* [Prompt]: Wherever "below" appears in a line of the listing, report that line.

* [Input data]:
###
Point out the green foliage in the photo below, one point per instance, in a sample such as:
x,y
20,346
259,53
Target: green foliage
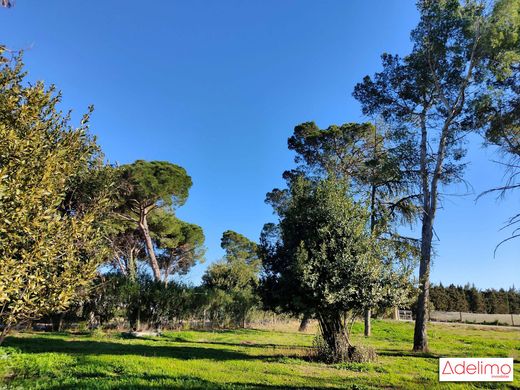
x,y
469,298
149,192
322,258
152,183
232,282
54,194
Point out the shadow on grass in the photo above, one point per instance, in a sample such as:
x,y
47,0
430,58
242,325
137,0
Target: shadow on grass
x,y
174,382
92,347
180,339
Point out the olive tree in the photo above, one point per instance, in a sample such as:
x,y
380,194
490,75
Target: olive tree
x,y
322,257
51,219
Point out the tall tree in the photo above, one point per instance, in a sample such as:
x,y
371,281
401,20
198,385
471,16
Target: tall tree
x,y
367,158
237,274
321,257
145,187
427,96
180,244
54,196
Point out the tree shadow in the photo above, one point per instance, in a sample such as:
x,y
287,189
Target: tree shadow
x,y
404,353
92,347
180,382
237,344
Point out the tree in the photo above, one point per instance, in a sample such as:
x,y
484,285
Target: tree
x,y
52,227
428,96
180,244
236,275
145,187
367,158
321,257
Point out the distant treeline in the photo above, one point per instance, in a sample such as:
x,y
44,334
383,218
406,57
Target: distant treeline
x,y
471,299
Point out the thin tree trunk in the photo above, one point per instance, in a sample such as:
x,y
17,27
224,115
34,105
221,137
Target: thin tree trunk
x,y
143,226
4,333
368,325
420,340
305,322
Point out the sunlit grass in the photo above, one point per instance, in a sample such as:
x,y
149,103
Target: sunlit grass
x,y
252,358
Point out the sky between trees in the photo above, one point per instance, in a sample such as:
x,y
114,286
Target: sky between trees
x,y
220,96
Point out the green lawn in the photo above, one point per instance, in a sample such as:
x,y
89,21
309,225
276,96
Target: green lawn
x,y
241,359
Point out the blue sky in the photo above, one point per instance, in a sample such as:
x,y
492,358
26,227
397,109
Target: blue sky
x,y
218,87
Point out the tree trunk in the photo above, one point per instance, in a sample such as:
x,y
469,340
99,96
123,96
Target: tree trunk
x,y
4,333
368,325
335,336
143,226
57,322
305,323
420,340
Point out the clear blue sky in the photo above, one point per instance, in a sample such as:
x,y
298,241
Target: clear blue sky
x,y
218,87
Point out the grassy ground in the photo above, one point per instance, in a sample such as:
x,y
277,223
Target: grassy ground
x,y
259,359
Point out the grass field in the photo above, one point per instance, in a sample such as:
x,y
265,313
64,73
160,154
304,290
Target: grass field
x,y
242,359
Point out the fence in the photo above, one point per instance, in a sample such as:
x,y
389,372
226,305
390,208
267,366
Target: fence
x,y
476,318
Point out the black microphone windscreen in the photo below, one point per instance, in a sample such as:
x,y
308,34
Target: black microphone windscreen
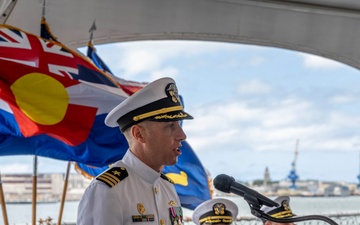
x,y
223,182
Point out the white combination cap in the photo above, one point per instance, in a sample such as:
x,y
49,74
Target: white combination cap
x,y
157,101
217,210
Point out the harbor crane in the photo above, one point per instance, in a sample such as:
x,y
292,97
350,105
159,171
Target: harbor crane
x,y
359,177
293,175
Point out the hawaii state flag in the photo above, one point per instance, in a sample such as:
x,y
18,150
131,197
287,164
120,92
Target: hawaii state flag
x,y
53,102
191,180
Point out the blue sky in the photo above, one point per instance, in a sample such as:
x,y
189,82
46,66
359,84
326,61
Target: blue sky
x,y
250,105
###
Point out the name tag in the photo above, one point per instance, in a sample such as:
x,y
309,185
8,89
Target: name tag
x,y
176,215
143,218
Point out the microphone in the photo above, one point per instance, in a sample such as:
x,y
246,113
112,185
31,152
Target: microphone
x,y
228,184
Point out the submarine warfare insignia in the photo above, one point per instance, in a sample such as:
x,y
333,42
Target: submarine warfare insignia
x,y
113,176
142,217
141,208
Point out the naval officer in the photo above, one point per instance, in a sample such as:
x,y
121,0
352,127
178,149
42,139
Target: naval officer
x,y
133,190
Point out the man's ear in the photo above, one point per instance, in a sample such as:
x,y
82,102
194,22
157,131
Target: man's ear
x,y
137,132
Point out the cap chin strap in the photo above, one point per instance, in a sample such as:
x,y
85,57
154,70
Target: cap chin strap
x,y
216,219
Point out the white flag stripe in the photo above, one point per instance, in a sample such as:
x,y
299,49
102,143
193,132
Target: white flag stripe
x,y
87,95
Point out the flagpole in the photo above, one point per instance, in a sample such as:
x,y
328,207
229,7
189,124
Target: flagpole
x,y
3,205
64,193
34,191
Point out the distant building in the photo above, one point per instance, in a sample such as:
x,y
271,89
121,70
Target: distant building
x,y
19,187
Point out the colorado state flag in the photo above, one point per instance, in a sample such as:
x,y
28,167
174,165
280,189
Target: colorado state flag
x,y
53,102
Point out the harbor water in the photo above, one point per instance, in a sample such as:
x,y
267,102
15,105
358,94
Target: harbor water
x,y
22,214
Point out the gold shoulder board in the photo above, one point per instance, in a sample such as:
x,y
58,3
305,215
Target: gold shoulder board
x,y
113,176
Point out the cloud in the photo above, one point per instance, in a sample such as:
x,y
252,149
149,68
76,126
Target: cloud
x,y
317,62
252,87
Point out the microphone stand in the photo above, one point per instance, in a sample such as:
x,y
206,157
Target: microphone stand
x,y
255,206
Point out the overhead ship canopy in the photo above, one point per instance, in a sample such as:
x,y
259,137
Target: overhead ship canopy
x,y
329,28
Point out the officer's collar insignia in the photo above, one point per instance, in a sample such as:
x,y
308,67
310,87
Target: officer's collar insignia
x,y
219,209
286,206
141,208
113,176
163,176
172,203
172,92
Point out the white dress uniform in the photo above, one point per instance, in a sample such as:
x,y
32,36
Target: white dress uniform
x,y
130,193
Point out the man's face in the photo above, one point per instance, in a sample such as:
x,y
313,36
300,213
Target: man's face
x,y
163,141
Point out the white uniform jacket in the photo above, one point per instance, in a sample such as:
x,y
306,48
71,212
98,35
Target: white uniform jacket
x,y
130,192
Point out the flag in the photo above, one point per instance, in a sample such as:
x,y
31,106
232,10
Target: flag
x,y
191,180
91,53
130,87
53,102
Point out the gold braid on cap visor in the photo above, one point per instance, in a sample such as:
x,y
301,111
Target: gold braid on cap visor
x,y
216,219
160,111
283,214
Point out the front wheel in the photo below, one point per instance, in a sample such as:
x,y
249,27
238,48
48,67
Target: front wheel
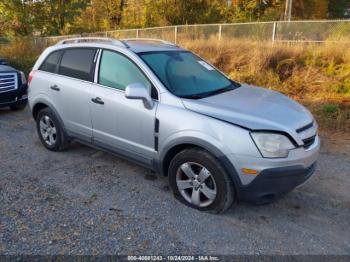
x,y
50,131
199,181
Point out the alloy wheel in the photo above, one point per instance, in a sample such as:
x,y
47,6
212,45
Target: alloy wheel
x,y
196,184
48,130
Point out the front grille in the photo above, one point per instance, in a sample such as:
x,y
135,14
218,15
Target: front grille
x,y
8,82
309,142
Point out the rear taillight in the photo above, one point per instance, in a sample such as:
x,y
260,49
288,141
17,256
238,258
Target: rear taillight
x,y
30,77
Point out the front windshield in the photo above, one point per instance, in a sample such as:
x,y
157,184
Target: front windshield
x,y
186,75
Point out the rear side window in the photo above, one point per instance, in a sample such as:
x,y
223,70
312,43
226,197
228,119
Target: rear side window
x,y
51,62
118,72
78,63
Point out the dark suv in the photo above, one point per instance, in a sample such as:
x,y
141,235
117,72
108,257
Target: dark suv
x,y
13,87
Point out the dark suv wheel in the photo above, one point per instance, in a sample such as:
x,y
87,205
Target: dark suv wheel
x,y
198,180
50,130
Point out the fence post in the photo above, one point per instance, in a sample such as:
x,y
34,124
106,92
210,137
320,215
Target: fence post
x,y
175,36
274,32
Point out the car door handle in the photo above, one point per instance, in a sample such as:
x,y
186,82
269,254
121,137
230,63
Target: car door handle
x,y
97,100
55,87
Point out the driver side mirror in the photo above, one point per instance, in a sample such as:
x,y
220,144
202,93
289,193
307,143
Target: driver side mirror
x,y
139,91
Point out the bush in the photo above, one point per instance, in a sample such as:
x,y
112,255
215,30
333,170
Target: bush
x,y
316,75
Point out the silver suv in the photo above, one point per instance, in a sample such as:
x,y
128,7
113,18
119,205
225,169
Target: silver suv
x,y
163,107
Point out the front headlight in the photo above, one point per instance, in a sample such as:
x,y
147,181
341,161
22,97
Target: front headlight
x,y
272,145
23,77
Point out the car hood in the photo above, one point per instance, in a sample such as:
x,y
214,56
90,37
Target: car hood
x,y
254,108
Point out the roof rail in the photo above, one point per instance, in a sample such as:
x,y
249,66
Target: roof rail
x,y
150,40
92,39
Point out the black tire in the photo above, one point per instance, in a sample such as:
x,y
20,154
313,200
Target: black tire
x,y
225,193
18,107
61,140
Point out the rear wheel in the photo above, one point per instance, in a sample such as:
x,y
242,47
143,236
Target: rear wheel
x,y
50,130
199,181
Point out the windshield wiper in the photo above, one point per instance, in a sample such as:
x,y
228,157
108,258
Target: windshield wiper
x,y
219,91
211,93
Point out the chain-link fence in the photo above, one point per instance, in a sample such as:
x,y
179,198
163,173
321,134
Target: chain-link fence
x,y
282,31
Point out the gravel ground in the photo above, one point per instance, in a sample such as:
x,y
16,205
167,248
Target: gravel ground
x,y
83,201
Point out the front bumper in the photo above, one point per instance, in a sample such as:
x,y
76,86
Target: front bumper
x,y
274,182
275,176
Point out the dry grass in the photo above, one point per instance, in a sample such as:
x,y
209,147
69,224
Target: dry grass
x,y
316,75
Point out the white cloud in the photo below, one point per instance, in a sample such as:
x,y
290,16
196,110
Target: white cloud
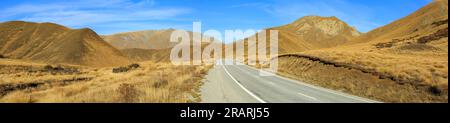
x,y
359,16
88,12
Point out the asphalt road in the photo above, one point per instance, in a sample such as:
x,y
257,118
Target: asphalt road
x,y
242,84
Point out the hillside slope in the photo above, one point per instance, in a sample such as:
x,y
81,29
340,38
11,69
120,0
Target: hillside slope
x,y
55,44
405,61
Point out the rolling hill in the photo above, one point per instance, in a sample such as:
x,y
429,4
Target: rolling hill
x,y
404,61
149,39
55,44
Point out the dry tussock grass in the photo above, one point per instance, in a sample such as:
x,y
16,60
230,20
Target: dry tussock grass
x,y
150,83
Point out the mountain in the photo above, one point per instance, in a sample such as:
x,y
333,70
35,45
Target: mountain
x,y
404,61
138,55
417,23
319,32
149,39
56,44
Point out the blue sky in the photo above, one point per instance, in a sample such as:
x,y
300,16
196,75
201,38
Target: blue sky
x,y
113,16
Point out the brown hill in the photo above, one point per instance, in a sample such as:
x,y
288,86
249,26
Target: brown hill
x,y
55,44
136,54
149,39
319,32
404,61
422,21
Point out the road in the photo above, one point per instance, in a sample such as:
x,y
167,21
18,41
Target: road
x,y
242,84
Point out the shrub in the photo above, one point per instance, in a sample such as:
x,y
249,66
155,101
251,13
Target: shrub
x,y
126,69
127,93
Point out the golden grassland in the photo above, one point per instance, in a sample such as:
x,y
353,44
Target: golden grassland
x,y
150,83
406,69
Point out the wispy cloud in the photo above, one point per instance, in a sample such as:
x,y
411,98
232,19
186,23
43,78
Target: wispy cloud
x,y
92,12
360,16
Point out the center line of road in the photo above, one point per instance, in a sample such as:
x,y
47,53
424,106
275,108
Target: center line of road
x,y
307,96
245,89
###
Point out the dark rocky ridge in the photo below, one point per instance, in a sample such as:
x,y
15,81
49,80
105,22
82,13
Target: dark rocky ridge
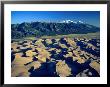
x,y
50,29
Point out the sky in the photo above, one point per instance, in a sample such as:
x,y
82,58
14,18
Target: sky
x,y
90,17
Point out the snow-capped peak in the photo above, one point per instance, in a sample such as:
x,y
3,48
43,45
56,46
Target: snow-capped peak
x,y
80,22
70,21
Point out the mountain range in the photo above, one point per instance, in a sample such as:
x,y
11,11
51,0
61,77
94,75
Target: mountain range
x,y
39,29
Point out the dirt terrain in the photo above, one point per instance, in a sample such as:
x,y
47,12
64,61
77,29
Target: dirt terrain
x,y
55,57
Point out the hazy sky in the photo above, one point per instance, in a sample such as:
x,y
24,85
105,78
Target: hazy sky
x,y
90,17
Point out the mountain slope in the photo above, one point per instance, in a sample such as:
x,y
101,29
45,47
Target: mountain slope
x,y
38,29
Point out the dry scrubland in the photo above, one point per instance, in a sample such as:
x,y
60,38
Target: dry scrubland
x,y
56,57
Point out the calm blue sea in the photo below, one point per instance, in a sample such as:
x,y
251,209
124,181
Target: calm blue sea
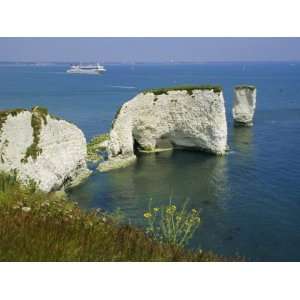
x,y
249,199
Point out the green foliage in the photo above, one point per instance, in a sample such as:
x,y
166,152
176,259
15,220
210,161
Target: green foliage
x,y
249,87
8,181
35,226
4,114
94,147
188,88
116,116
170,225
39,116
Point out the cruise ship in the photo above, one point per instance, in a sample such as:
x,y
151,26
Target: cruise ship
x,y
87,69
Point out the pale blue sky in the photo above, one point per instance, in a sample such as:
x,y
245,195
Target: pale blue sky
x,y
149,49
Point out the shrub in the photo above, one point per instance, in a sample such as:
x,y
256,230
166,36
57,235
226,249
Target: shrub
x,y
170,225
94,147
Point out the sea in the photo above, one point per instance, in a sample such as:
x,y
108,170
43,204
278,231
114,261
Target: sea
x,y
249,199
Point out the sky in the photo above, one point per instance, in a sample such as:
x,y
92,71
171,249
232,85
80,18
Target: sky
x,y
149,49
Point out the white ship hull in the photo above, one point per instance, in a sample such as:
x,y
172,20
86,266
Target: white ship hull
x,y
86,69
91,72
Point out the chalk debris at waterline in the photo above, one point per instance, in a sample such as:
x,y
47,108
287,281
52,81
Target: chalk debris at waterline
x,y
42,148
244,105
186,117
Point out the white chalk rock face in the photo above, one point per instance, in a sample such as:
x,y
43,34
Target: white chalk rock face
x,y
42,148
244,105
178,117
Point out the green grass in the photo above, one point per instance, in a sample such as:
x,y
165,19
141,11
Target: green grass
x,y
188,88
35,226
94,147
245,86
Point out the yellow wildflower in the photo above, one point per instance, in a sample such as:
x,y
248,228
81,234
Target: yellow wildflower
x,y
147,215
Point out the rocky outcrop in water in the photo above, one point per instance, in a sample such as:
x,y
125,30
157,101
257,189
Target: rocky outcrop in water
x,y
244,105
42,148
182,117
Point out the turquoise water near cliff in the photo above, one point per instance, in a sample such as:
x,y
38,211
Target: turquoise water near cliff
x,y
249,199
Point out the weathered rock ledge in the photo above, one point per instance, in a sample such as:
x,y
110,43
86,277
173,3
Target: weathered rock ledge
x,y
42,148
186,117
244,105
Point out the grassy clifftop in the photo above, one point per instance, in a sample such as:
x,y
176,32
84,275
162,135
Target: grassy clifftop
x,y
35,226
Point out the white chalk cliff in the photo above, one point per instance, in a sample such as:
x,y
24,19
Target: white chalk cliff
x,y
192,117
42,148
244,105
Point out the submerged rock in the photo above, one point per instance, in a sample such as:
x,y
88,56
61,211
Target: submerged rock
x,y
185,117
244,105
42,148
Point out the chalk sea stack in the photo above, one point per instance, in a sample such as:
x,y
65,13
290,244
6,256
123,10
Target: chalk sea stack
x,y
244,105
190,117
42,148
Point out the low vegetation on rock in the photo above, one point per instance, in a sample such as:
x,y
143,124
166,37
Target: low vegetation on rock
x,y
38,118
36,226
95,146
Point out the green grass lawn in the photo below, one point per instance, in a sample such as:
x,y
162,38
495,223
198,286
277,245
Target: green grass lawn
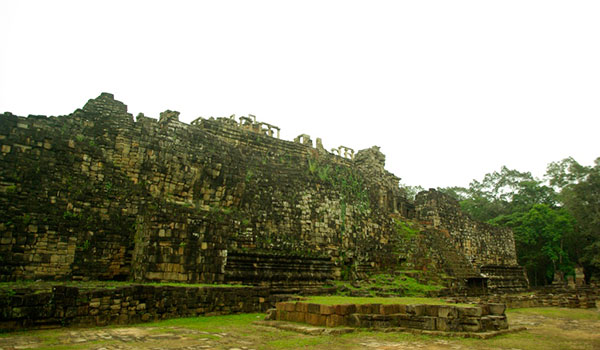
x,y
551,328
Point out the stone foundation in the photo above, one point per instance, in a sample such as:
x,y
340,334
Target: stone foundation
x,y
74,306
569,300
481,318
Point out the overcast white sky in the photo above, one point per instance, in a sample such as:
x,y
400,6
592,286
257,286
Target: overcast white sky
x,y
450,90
###
* [Exercise output]:
Point out the green foliage in the photo below, one point per instance, in a sample such as:
Point out the black microphone windscreen in the photo below, one point per instance, in a sample such as:
Point out the front wheel in the photo below, one point per instance, in a sample such as:
Point out the white cloud in the photo below, one point per instance, in a sample such as:
Point out the dark rocky ridge in the photo below, one point per instance, in a sample such as:
Point out the calm blue sea in the photo below, one point per instance, in a sample such as:
Point out the green grass lawn in the photo below, one point per instance, in a sample such as:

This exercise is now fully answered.